> **WHAT YOU HAVE TO DO**: Locate each line of the material below that contains the word "dress" and copy every such line. The match is case-sensitive.

** BEGIN MATERIAL PROVIDED **

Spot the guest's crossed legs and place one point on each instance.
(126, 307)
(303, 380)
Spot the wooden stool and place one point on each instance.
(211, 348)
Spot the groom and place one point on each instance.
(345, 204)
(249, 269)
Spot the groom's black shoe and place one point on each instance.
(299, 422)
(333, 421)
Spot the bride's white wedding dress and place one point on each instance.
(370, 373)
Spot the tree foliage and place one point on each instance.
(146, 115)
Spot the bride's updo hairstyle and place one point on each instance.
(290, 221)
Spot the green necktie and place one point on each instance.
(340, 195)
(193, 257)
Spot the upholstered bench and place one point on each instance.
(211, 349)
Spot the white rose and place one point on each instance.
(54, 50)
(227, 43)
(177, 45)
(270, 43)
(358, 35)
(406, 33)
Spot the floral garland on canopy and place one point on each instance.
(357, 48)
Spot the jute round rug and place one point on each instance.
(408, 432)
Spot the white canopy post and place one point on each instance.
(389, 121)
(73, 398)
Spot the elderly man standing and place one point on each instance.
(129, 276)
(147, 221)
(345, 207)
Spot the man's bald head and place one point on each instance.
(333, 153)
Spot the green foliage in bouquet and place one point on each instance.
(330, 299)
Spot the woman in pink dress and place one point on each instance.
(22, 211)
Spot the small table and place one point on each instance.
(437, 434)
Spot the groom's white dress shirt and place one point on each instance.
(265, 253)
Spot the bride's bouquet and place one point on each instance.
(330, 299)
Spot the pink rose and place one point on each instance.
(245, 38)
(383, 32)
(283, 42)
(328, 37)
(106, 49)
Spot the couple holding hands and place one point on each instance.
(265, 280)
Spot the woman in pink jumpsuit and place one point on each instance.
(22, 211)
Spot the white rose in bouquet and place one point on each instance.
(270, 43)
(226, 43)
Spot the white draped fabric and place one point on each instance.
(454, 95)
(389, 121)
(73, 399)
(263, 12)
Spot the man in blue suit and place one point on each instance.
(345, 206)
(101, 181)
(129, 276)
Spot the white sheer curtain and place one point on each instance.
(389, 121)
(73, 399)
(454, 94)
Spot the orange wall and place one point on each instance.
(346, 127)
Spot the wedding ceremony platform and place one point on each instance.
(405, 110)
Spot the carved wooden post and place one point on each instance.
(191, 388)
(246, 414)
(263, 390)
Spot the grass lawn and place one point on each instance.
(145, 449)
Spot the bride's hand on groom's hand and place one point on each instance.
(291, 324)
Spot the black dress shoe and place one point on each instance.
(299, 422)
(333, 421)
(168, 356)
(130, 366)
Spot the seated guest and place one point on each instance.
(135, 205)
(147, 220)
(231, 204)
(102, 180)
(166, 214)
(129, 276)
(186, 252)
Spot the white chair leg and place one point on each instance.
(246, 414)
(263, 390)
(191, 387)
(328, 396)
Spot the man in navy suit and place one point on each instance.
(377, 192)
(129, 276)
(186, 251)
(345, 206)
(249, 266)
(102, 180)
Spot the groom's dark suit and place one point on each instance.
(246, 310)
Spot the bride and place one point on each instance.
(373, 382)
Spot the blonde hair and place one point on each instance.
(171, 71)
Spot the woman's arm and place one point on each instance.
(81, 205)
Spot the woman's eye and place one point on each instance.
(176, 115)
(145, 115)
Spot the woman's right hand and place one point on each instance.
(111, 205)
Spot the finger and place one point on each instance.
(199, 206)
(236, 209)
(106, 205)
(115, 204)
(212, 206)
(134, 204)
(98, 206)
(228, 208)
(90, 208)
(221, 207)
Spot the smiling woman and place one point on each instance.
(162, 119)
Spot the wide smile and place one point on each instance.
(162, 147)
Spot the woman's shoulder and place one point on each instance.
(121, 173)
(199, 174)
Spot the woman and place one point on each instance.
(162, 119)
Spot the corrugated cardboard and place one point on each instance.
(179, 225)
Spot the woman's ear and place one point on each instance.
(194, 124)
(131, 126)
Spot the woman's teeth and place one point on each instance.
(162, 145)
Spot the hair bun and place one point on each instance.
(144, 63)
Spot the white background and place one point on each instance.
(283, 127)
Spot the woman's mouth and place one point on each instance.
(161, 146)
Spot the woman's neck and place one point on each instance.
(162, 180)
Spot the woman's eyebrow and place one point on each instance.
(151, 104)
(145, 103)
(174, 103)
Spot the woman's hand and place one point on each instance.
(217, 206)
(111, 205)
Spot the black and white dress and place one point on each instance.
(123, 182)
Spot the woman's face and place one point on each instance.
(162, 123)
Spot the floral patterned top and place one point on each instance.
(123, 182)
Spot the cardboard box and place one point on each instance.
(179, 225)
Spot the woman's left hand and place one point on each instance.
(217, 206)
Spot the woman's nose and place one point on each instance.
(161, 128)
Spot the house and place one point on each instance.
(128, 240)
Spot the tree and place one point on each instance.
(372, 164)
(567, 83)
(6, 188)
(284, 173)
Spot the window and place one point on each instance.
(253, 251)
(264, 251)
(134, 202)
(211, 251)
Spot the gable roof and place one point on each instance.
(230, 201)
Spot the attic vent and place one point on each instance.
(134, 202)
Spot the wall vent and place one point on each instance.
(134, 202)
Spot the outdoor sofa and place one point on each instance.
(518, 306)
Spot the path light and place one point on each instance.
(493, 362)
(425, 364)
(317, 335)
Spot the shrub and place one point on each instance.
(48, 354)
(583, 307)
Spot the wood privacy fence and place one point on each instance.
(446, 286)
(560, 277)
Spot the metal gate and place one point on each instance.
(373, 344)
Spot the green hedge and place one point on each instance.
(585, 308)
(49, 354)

** END MATERIAL PROVIDED **
** BEGIN MATERIAL PROVIDED **

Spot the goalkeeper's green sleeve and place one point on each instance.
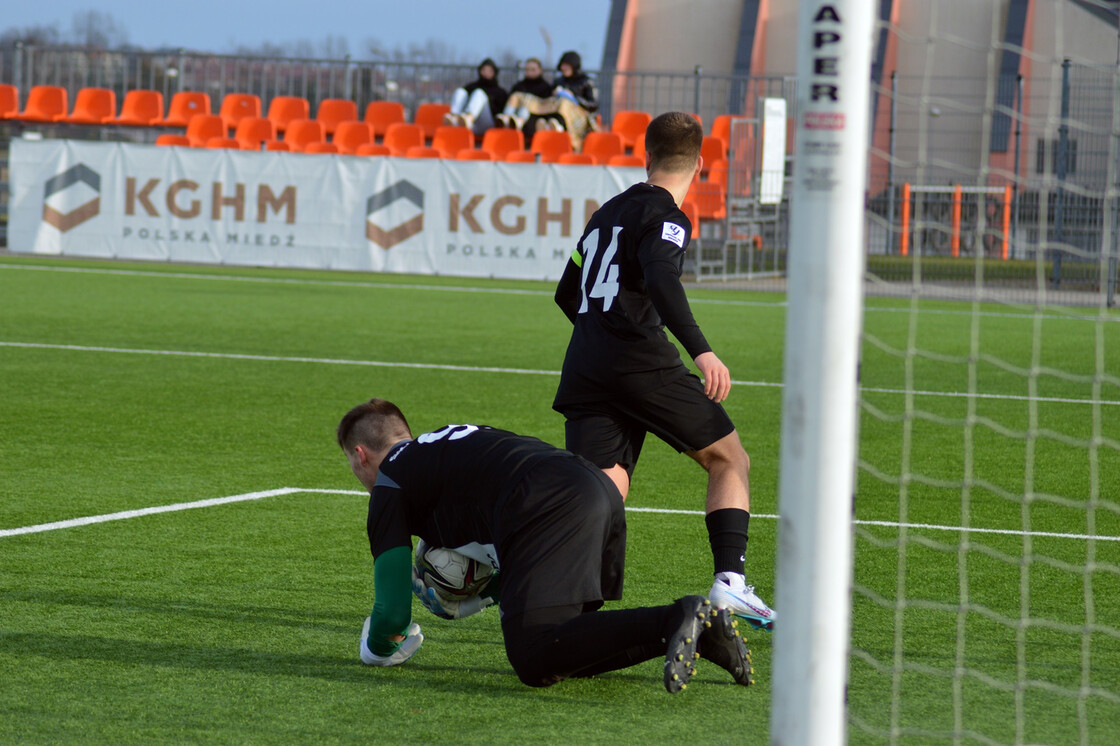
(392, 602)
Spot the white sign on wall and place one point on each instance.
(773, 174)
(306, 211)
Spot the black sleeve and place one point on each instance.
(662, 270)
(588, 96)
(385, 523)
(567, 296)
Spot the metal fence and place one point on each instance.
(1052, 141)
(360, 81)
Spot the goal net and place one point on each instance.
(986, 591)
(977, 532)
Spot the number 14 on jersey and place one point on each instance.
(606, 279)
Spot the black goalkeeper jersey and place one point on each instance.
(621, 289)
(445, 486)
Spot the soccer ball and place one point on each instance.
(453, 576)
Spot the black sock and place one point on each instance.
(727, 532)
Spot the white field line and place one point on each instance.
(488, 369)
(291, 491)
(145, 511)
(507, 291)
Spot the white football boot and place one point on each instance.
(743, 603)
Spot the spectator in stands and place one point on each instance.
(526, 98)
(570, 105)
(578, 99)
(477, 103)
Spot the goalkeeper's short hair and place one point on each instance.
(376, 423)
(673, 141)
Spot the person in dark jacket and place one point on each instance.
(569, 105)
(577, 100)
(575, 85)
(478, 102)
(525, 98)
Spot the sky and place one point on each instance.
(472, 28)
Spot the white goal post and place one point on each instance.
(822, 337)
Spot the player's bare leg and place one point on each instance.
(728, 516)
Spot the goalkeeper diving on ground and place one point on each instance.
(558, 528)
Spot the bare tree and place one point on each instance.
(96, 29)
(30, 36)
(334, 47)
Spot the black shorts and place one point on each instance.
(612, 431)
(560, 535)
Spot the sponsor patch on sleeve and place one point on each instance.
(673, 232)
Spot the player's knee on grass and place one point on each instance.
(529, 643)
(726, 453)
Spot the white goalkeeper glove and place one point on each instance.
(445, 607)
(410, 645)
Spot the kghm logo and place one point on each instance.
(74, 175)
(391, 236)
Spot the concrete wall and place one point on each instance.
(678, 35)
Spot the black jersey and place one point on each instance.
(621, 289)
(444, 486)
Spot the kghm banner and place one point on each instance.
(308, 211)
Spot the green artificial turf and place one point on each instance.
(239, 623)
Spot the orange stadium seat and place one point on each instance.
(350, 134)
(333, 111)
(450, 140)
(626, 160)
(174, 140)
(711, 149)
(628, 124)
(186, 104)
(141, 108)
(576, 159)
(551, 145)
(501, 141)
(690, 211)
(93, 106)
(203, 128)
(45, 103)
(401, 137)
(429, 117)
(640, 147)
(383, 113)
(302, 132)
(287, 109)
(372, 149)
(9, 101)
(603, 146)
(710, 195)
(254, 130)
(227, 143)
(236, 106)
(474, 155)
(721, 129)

** END MATERIAL PROVIDED **

> **RIGHT ANSWER**:
Spot the bride's white wedding dress and place one point on each instance.
Spot the woman in pink dress and place one point on each instance.
Spot the groom's white dress shirt and place one point on each instance.
Spot the black dress shoe and place one point on each instance.
Spot the black and white dress and place one point on each instance.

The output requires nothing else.